WHAT IS ASKED:
Take the part of the items below that opens with the line containing "In the photograph above, where can the stone wall" and closes with the line containing "(1141, 733)". Rewrite only those lines, items included, with every number in the answer coordinates shifted up by 53.

******************************

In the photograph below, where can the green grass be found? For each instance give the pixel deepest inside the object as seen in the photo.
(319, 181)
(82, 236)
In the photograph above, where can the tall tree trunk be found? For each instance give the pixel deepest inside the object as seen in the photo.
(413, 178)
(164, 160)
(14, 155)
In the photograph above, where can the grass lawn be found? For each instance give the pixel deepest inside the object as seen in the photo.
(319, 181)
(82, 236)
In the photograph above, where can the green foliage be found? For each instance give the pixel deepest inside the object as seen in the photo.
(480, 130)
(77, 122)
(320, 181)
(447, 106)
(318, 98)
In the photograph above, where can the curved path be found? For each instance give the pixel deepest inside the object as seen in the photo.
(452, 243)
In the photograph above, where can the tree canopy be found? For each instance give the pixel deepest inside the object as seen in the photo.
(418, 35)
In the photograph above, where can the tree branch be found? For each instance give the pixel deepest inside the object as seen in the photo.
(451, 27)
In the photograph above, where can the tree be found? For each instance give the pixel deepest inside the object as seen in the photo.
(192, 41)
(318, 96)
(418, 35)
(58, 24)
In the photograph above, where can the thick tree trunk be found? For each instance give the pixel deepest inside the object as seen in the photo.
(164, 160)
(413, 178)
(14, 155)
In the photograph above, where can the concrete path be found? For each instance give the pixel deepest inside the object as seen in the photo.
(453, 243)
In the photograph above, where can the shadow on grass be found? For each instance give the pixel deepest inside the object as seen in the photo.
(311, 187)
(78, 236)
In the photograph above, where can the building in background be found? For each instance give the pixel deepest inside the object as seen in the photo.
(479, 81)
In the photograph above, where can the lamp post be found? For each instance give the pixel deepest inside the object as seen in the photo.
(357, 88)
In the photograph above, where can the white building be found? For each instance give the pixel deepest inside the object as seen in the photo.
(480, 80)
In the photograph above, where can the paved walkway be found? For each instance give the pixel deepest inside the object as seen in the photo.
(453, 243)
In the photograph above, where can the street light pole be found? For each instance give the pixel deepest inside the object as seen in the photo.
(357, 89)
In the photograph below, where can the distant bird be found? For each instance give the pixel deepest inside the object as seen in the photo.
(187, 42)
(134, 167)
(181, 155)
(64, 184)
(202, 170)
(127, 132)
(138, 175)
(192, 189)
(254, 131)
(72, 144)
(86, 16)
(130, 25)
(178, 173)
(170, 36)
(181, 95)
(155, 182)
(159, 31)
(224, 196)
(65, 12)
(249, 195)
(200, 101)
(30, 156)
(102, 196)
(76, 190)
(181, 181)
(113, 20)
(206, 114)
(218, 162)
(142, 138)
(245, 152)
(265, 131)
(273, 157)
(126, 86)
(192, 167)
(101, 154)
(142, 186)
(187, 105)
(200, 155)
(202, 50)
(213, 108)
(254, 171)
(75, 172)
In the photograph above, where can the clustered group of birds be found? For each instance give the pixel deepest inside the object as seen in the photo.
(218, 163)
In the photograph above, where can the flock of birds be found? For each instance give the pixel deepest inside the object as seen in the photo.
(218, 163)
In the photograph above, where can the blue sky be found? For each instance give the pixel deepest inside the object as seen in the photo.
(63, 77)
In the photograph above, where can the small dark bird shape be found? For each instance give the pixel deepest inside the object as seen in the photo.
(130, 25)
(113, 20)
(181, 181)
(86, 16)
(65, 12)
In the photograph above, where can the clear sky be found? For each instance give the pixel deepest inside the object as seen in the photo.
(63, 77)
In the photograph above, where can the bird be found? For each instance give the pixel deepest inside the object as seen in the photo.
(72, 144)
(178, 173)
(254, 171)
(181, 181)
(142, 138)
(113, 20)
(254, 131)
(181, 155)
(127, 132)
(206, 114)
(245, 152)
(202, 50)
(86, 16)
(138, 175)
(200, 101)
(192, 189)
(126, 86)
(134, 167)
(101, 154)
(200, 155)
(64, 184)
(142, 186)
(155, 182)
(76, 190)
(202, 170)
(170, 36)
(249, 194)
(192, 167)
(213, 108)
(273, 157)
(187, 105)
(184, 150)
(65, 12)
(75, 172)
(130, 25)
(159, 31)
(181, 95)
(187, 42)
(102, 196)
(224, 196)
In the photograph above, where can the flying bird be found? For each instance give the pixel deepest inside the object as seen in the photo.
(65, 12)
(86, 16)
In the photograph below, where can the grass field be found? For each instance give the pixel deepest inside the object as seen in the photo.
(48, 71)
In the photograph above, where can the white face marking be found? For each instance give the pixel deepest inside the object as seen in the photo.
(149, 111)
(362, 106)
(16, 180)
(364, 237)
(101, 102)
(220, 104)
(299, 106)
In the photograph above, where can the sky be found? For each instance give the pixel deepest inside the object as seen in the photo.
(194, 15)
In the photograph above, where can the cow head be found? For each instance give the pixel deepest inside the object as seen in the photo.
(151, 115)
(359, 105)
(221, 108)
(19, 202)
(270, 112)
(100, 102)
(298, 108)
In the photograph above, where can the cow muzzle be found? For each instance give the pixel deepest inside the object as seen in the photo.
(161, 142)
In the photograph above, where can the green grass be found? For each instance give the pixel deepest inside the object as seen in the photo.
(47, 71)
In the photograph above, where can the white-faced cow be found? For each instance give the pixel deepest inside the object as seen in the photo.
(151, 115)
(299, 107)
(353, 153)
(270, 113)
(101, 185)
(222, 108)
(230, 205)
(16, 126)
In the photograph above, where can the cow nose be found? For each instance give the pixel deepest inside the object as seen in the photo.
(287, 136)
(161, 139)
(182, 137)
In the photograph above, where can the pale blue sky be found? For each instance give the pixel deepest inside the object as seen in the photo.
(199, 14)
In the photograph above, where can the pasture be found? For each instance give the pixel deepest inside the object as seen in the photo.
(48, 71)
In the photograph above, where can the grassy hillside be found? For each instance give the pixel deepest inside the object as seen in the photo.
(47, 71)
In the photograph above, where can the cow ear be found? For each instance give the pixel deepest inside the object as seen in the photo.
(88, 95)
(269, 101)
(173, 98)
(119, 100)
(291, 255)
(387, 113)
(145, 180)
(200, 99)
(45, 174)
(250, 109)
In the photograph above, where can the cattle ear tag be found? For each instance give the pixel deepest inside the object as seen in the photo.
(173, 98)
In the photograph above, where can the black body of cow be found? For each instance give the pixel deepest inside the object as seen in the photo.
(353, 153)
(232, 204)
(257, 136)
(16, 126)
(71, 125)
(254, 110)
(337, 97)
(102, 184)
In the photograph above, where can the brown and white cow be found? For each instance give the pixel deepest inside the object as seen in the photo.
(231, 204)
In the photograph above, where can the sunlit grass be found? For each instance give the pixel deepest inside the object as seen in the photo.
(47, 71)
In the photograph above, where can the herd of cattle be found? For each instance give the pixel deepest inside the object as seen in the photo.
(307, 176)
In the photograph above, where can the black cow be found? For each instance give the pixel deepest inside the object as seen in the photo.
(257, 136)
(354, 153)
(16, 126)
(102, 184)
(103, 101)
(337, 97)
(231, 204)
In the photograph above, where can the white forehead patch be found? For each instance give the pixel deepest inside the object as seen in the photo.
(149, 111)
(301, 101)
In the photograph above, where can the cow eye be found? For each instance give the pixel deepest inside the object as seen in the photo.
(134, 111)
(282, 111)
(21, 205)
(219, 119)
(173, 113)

******************************

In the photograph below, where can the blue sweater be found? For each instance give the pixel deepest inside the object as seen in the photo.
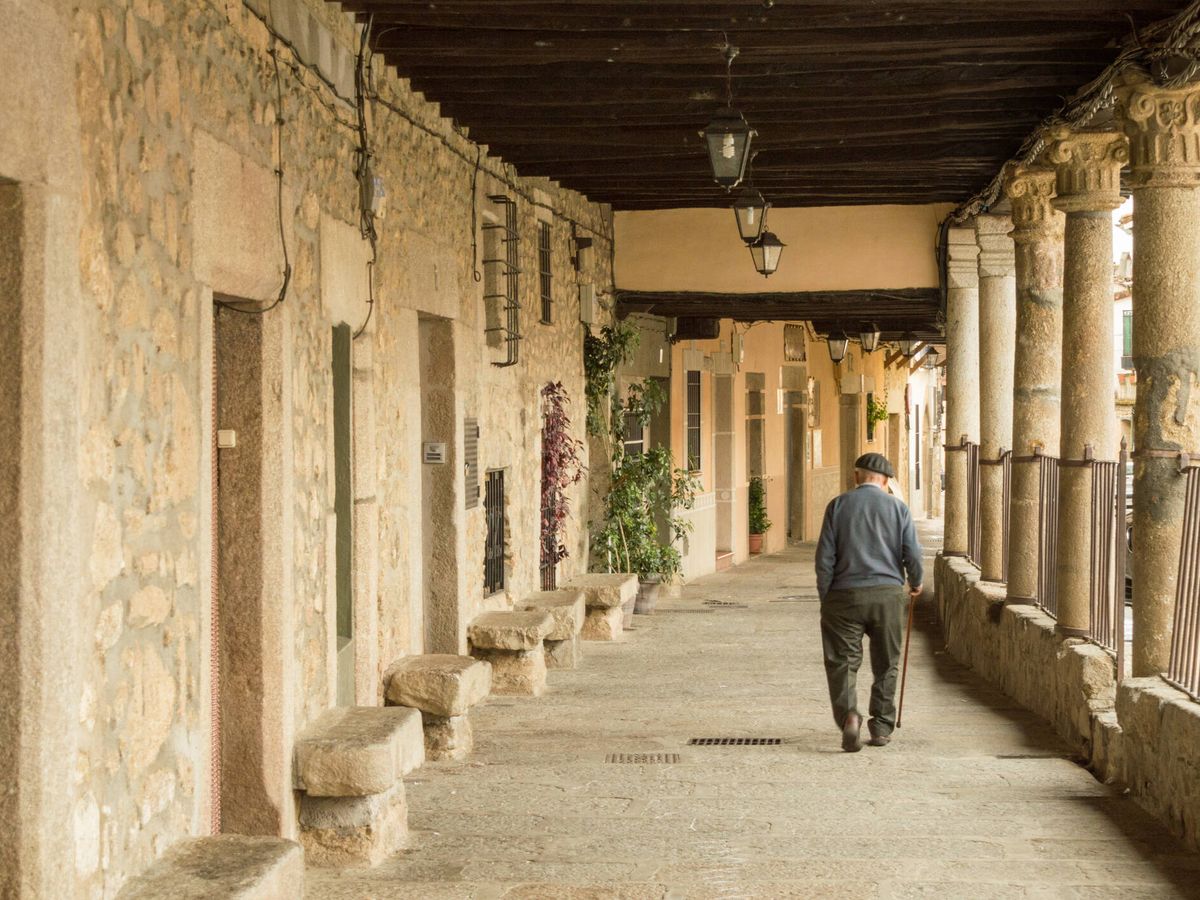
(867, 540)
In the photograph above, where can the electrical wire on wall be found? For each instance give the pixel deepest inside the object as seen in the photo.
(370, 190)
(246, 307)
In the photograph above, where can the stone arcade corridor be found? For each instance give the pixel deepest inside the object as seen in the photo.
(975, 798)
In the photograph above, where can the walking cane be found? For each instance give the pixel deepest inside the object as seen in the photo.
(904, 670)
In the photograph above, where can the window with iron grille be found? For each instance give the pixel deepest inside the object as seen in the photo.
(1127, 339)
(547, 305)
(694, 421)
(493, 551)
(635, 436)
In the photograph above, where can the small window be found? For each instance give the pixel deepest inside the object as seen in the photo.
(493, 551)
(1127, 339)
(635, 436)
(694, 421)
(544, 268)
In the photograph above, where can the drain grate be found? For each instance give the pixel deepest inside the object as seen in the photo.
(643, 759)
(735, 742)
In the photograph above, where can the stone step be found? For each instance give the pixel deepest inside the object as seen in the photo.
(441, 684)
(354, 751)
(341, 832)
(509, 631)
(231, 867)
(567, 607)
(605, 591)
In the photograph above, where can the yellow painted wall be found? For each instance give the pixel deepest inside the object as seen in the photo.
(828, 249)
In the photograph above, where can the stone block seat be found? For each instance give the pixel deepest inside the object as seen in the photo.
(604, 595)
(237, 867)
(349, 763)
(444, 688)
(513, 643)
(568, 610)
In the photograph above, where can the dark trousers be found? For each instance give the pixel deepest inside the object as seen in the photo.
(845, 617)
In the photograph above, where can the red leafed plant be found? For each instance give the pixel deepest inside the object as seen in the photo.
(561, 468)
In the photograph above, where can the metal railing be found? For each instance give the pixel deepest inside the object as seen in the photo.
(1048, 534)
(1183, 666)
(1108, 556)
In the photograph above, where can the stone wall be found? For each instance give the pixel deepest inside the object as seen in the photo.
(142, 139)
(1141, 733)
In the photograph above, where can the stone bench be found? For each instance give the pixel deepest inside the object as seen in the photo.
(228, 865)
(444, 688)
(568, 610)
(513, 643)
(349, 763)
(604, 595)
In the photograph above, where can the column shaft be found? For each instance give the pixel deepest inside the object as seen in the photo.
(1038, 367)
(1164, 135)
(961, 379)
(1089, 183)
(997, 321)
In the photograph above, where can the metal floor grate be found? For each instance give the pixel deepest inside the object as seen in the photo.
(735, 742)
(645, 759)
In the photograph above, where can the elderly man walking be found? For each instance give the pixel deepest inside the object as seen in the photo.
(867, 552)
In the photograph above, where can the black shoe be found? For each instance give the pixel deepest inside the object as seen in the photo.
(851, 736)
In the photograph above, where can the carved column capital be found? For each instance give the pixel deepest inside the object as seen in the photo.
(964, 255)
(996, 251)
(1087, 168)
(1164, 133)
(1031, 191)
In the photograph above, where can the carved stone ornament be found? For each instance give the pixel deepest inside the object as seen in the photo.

******************************

WRITTEN RESPONSE:
In the photograph above, where can the stone wall be found? For each instance give the pixel deepest inside the object as seen in the photo.
(195, 192)
(1194, 786)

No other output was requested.